> **Your instructions**: Where does the string "window" appear in the listing below? Copy every line where it does.
========
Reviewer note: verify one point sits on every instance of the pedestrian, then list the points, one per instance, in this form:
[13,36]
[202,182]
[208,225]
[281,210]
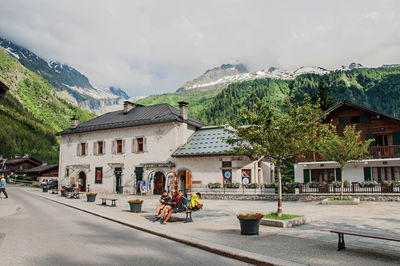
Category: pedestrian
[3,186]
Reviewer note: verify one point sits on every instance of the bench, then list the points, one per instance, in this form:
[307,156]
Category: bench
[113,202]
[362,233]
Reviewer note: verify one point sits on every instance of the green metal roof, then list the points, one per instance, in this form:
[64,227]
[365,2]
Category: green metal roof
[205,142]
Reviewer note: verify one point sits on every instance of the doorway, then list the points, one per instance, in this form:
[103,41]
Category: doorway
[159,182]
[118,173]
[82,182]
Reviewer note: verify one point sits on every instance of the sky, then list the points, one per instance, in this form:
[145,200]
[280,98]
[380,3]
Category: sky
[151,47]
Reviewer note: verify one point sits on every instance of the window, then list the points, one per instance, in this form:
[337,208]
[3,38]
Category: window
========
> **Finished task**:
Reviewer note: verify one point sits on every instance of the window, then list the points, one per instance, in this form:
Category: window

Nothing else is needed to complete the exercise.